原文抜粋:

一方で、美術家やデザイナーなどセンスを問われる職業は求人数が少なく、前月と比較してもほとんど数値に変化はありません。
都道府県別の有効求人倍率
次に、都道府県別に有効求人倍率を確認しましょう。今回は、令和6年9月におけるエリアごとの主要都市をピックアップしました。前年の同月と比較していきましょう。
<関東エリア>
都道府県名 | 有効求人倍率(令和6年9月) | 有効求人倍率(令和5年9月) |
東京都 | 1.09 | 1.18 |
神奈川県 | 1.10 | 1.12 |
埼玉県 | 1.15 | 1.19 |
千葉県 | 1.24 | 1.22 |
<東海エリア>
都道府県名 | 有効求人倍率(令和6年9月) | 有効求人倍率(令和5年9月) |
愛知県 | 1.22 | 1.32 |
静岡県 | 1.26 | 1.32 |
岐阜県 | 1.53 | 1.62 |
<近畿エリア>
都道府県名 | 有効求人倍率(令和6年9月) | 有効求人倍率(令和5年9月) |
大阪府 | 1.05 | 1.09 |
京都府 | 1.26 | 1.23 |
兵庫県 | 1.14 | 1.16 |
奈良県 | 1.32 | 1.32 |
<九州エリア>
都道府県名 | 有効求人倍率(令和6年9月) | 有効求人倍率(令和5年9月) |
福岡県 | 1.15 | 1.05 |
熊本県 | 1.37 | 1.45 |
前年の同月と比較すると、多くの都道府県で有効求人倍率が微減傾向であることがわかりました。

データ一覧:
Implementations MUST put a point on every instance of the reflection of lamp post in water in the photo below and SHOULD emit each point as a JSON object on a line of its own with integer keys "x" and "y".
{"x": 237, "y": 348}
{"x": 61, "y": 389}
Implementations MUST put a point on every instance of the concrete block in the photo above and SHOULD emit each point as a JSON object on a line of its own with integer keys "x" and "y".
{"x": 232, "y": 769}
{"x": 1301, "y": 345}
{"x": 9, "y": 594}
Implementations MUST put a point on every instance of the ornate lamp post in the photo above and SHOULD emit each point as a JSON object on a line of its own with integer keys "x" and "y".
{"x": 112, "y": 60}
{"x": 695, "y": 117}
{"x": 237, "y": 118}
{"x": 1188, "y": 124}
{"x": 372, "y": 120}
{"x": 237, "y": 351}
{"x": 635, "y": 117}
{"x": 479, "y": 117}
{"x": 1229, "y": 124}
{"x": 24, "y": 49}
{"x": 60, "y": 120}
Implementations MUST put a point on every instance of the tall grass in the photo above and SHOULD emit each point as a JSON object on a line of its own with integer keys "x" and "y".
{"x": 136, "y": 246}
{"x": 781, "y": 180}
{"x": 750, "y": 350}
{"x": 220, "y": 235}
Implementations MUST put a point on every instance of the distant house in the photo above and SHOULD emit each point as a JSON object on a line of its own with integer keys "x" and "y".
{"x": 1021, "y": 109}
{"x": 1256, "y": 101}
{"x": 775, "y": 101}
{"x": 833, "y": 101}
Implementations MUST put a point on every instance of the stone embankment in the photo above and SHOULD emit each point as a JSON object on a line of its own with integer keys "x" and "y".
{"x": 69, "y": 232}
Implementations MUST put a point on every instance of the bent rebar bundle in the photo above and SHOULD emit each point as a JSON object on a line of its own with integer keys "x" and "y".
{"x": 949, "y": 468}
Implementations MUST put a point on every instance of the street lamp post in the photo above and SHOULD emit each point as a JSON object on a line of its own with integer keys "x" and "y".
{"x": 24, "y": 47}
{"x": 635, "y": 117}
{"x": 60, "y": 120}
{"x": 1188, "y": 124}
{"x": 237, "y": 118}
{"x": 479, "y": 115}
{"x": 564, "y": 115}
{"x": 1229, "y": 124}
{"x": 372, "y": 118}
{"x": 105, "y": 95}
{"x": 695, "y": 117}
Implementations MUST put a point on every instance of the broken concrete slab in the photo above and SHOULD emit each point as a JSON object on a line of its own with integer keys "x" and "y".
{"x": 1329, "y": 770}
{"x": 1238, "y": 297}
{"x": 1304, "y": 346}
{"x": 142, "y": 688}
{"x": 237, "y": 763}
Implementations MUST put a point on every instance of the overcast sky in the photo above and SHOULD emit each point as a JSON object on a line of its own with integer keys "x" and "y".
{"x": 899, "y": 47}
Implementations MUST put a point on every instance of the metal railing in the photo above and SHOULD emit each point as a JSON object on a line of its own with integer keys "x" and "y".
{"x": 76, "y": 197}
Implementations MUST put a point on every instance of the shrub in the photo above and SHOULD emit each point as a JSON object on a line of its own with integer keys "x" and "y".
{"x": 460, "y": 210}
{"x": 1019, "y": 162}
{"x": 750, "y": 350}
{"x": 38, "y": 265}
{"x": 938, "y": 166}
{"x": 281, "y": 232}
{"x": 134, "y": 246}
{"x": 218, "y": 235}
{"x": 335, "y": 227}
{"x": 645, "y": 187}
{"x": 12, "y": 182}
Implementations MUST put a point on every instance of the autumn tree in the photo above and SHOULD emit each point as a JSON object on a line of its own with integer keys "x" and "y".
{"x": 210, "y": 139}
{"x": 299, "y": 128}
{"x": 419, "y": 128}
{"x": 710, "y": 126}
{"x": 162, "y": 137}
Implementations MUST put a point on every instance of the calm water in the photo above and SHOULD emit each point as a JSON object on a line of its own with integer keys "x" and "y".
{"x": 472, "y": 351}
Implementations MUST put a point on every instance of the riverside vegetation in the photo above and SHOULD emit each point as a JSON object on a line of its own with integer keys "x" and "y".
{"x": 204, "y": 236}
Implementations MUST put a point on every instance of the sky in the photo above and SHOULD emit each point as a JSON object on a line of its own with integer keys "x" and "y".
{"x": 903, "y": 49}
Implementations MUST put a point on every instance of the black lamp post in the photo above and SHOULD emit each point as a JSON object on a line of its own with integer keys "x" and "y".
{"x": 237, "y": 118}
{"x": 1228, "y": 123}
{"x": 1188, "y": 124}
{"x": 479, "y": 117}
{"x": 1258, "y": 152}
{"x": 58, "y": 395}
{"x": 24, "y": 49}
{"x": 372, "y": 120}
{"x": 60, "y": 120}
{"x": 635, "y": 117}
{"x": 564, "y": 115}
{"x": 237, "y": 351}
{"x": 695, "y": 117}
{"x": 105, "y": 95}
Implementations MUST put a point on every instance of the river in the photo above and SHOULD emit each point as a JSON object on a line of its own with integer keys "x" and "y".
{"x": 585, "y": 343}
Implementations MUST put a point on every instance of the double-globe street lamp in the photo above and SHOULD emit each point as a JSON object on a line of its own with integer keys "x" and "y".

課題 A:
有効求人倍率に関する本文から、次の一文を英語に訳してください。「前年の同月と比較すると、多くの都道府県で有効求人倍率が微減傾向であることがわかりました。」
課題 B:
有効求人倍率に関する本文によると、令和6年9月の岐阜県の有効求人倍率はいくつですか。
課題 C:
有効求人倍率に関する本文を、最後の文の後から書き継いでください。

最終回答 A:
Compared with the same month of the previous year, the effective job-openings-to-applicants ratio was found to be trending slightly downward in many prefectures.

最終回答 B:
1.53です。

最終回答 C:
しかし、有効求人倍率が1以下になることはなく、全国的に売り手市場が続いており、求職者に有利な状態が続いています。
新卒者向けの有効求人倍率の動向
リクルートワークス研究所では、毎年1~3月に翌年3月に卒業予定の大学生・大学院生と民間企業にアンケートを実施し、大卒求人倍率を算出しています。
大学求人倍率を求める式は「求人総数÷民間企業就職希望者数」です。過去3年間の大学求人倍率は以下の通りです。
調査対象者 | 大学求人倍率 |
2023年3月卒業(23卒) | 1.58 |
2024年3月卒業(24卒) | 1.71 |
2025年3月卒業(25卒) | 1.75 |
新型コロナウイルスが流行した2021年や2022年は大学求人倍率が下がりましたが、それ以降は上昇しています。
また、大学求人倍率の上昇に伴い、初任給の引き上げを行う民間企業もあり、積極的な雇用をしている企業が多く見受けられました。
参考:リクルートワークス研究所 大卒求人倍率調査(2025年卒)
有効求人倍率の注意点と見落としがちなポイント
ここでは、有効求人倍率を見る際の注意点と見落としがちなポイントを紹介します。以下の3つを理解した上で参考にするようにしましょう。
ハローワーク以外の求人情報が含まれない理由
有効求人倍率は、厚生労働省が全国のハローワークの情報をもとに算出しています。そのため、ハローワーク以外の求人サイトやアプリなどの情報は数値に含まれていません。
ハローワークを利用している求職者の中でも、ハローワークから紹介された企業以外に就職している方も多いため、有効求人倍率に現在の求人状態が反映されているとはいい切れないでしょう。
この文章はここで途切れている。